Stated problem :: Return the lines that run from the line containing "Drop a pin on the large" through the end of the entries, both ends included. Leave out all pictures.

################

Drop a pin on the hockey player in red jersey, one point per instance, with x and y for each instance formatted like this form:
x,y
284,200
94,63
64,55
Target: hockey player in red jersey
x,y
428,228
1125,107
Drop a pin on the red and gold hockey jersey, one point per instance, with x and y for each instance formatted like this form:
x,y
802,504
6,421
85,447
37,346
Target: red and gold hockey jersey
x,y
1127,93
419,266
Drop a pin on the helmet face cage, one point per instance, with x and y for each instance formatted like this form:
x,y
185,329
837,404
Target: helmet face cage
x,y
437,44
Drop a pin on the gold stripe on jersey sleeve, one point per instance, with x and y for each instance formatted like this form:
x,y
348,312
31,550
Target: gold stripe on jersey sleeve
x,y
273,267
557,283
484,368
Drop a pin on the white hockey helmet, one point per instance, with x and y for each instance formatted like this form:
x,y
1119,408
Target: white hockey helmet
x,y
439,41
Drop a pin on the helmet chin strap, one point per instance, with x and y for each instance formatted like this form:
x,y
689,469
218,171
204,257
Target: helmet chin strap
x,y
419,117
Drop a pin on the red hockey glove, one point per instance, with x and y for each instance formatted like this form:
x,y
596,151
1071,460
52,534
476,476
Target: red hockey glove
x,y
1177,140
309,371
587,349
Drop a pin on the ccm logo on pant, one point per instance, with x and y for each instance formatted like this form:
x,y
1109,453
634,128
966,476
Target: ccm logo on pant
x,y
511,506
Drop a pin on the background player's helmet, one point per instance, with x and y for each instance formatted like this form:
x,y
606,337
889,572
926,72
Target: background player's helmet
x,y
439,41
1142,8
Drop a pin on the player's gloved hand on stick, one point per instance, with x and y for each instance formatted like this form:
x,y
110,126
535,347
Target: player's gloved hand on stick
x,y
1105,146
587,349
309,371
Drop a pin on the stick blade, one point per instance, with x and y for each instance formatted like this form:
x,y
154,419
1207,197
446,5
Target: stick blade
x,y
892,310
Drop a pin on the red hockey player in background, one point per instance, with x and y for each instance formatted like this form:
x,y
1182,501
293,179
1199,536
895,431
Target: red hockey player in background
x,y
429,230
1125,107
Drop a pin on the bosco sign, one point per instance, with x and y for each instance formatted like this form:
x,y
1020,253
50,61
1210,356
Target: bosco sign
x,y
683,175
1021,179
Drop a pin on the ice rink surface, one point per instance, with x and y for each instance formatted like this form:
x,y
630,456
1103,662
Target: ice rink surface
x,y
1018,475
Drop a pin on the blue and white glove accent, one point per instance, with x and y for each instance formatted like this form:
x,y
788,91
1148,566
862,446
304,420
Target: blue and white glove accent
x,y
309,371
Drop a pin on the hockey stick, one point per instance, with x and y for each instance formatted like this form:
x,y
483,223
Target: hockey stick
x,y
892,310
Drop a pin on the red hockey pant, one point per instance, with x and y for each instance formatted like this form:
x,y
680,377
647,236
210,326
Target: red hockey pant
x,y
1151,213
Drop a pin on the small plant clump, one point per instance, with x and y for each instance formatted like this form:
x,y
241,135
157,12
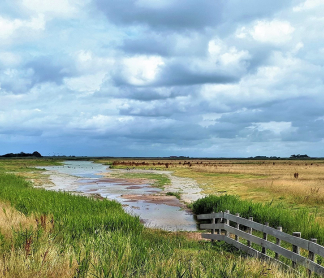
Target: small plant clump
x,y
176,194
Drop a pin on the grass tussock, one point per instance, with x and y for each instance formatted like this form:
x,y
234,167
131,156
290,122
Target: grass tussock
x,y
55,234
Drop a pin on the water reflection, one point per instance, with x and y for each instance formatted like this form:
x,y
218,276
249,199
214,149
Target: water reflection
x,y
136,198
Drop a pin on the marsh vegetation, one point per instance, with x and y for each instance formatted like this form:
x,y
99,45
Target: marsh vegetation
x,y
55,234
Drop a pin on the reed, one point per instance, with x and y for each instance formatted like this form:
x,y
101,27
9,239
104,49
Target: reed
x,y
76,236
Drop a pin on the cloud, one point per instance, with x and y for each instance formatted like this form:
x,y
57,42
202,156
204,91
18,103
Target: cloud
x,y
139,77
274,32
308,5
163,14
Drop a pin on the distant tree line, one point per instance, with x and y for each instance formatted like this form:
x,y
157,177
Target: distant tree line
x,y
22,154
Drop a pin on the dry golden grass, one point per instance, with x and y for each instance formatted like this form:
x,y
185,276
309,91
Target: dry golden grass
x,y
47,261
262,181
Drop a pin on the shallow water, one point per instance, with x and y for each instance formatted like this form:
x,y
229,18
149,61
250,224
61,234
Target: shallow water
x,y
91,181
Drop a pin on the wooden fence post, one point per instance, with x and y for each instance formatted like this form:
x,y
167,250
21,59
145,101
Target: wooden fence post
x,y
296,248
265,237
311,256
227,223
219,220
213,229
278,242
237,227
249,230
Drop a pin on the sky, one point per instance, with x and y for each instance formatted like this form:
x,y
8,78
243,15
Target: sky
x,y
209,78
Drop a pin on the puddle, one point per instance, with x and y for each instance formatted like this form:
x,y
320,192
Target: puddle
x,y
137,198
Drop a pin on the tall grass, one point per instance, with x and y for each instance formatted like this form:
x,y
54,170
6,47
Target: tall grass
x,y
300,220
78,236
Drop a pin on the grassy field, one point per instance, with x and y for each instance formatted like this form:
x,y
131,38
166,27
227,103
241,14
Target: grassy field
x,y
54,234
260,181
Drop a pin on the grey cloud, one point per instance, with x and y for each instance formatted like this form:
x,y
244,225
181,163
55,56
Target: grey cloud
x,y
167,43
177,15
49,69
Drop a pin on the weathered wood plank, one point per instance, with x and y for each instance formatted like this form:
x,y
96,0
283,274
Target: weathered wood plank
x,y
214,236
303,243
210,215
316,248
269,245
212,226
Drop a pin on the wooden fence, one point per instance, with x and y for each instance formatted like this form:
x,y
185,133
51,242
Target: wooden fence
x,y
221,222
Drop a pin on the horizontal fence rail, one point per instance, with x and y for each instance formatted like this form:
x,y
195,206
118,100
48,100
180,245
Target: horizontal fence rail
x,y
220,221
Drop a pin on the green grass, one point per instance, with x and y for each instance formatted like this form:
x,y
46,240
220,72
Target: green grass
x,y
104,240
176,194
107,242
291,220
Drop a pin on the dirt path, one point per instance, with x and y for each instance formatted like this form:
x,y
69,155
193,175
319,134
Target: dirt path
x,y
188,188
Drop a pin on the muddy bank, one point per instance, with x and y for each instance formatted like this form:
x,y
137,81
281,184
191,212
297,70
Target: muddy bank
x,y
138,196
188,188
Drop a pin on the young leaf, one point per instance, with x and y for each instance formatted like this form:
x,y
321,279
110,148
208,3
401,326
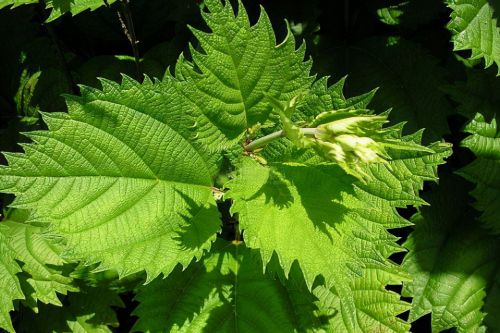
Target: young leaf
x,y
485,170
228,292
118,181
314,213
474,26
10,288
453,261
409,86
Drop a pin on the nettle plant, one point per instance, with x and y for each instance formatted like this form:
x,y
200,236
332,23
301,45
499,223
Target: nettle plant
x,y
238,194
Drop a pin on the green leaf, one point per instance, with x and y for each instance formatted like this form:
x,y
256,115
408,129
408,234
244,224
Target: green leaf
x,y
236,66
10,288
41,263
474,26
479,93
453,262
228,292
314,213
485,170
61,7
89,311
119,178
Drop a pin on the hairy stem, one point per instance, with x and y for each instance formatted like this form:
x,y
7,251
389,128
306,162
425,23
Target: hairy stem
x,y
260,142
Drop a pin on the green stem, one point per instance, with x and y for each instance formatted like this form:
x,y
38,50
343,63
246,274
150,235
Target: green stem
x,y
260,142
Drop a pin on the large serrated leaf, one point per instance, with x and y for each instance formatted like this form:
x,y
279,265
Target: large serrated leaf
x,y
89,311
485,170
453,262
40,261
228,292
119,180
317,215
237,65
474,26
10,288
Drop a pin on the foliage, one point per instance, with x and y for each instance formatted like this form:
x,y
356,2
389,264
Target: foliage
x,y
181,167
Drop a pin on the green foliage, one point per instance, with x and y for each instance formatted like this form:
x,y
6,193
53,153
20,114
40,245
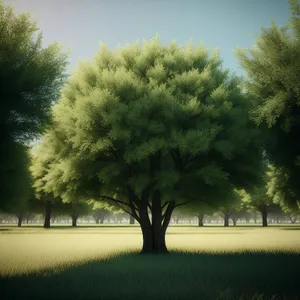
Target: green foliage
x,y
30,77
273,87
145,119
16,181
259,196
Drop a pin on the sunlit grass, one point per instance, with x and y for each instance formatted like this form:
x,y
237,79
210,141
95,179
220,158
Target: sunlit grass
x,y
31,249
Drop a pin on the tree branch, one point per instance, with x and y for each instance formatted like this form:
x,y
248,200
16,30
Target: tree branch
x,y
183,203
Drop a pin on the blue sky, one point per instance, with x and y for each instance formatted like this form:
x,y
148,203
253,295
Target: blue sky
x,y
81,24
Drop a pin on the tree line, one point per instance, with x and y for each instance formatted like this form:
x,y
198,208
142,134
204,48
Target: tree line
x,y
150,129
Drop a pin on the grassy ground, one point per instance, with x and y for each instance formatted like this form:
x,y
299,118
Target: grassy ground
x,y
102,263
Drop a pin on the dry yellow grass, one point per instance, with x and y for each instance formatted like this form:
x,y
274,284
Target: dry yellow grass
x,y
23,250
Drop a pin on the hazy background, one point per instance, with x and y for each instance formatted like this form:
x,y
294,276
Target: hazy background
x,y
82,24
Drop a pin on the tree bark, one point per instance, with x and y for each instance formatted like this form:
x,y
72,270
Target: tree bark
x,y
131,219
20,219
154,241
47,214
200,220
74,221
226,220
234,220
264,215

################

Answer to the problem ::
Drop a pin on the large serrated leaf, one point per instance, with x and y for each instance formatted like this form:
x,y
279,265
Target: large serrated leaf
x,y
89,311
485,170
453,262
40,261
228,292
119,180
317,215
237,65
474,26
10,288
Drop a pin on the foliage, one point per instance, with x and y for each instance formatted like this form:
x,y
356,2
389,264
Target: foliage
x,y
181,167
Drop a pin on the green foliage, one point per instance, with x and y for each instance formatted like this form:
x,y
6,193
53,153
20,114
40,245
Target: green foliage
x,y
30,77
273,87
145,119
16,181
259,196
Drop a pin on the sunlit grass, one point per instance, with x and y for each instance formatted like this form:
x,y
237,79
210,141
95,179
220,158
Target: sunlit grass
x,y
31,249
Drop a pin on the tree branch, one point per instance, with x and y for each instance formatted like this form:
x,y
248,200
16,30
Target: tree branch
x,y
183,203
Drop a pin on the blue sky, one point per instance, with x and y for each instance formatted like this form:
x,y
148,203
253,295
Target: blue sky
x,y
81,24
Drop a pin on the tree line, one point per instance, with x and y for each instance formatted like this form:
x,y
198,208
142,134
204,48
Target: tree line
x,y
150,129
Drop a pin on the grassy ground, one point per instance, with x and y for each instance formatted like this form:
x,y
299,118
Target: grassy ground
x,y
102,263
Drop a pin on the dry yellow grass, one point per instance, with x and y for each instance formatted like this form:
x,y
274,284
Target: dry yellow grass
x,y
23,250
Drop a pin on the hazy background, one point per instance, with x and y for each instance formatted like this form:
x,y
294,276
Target: hazy background
x,y
82,24
Drop a pin on the tree bark, one point per instance, with x and y for each instance formatted like this form:
x,y
72,270
Target: tree bark
x,y
131,219
20,219
154,241
47,214
200,220
74,221
226,220
234,220
264,215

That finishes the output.